Exercise prompt – How many lines in the entries below contain the string "positive"? Reply with the number alone.

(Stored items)
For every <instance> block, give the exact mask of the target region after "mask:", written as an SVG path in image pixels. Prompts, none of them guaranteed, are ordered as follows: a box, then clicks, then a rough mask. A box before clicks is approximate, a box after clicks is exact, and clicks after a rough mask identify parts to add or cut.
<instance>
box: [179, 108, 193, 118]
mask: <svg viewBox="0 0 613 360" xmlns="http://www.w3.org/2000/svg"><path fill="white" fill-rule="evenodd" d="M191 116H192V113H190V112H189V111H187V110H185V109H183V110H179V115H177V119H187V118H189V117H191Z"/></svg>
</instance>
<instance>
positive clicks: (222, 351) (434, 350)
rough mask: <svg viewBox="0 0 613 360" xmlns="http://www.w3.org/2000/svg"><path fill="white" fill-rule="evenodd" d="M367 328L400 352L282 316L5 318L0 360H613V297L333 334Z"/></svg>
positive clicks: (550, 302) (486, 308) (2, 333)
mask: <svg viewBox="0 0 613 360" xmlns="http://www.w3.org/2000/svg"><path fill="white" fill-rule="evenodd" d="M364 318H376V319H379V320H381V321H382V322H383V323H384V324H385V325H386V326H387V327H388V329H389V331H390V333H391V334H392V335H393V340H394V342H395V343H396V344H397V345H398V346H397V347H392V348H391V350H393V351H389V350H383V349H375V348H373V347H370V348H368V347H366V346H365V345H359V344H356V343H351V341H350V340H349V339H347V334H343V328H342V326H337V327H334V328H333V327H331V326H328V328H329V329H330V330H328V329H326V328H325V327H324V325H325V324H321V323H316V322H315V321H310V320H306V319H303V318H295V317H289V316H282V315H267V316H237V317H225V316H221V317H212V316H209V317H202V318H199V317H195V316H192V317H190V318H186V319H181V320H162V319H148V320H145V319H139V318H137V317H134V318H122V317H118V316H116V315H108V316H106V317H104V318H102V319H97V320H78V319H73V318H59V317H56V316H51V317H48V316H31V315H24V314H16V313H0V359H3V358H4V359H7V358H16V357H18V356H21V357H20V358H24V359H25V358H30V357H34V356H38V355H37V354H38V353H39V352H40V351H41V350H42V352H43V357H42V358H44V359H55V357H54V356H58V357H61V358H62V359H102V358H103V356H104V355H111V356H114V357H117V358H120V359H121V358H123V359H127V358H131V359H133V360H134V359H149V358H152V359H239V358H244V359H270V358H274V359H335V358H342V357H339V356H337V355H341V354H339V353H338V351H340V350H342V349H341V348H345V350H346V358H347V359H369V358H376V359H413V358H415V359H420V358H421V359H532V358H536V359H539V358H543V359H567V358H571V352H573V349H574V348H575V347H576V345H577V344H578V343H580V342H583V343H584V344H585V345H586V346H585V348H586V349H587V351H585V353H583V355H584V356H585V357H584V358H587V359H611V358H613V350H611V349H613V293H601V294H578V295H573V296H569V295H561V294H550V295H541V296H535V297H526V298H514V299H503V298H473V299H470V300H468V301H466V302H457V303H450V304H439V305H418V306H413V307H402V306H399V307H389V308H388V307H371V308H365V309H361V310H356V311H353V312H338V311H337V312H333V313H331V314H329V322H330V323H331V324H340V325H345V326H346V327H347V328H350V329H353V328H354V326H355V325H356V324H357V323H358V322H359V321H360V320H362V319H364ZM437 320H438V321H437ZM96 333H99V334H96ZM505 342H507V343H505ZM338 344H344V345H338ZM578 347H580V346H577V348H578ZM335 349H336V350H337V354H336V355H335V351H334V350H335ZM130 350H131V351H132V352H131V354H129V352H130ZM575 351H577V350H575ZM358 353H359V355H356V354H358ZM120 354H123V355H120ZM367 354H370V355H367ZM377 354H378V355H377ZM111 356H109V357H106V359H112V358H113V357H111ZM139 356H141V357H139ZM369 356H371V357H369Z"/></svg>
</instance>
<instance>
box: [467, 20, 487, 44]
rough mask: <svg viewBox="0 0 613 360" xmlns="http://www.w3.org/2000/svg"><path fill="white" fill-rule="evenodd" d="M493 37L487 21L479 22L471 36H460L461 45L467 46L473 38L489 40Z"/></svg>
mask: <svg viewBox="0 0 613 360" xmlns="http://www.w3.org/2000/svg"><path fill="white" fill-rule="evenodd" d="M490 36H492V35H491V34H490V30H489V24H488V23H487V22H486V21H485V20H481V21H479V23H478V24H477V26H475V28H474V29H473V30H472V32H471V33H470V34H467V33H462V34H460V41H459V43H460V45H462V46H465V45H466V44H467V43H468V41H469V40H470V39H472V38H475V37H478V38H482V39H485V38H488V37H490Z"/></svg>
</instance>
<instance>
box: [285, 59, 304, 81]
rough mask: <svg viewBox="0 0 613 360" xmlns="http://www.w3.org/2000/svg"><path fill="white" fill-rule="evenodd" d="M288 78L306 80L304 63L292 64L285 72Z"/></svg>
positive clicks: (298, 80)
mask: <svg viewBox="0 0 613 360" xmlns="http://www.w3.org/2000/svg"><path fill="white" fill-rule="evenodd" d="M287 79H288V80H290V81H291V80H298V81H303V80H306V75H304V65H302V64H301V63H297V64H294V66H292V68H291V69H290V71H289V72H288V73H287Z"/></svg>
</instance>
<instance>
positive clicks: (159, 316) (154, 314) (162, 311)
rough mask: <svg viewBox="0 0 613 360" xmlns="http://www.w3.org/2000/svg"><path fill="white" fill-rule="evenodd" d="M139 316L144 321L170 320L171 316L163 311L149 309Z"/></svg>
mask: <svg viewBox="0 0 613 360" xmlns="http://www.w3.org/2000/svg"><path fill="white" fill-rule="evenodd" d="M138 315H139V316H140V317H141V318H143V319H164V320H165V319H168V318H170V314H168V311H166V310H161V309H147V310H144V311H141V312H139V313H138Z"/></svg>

Exercise output – 4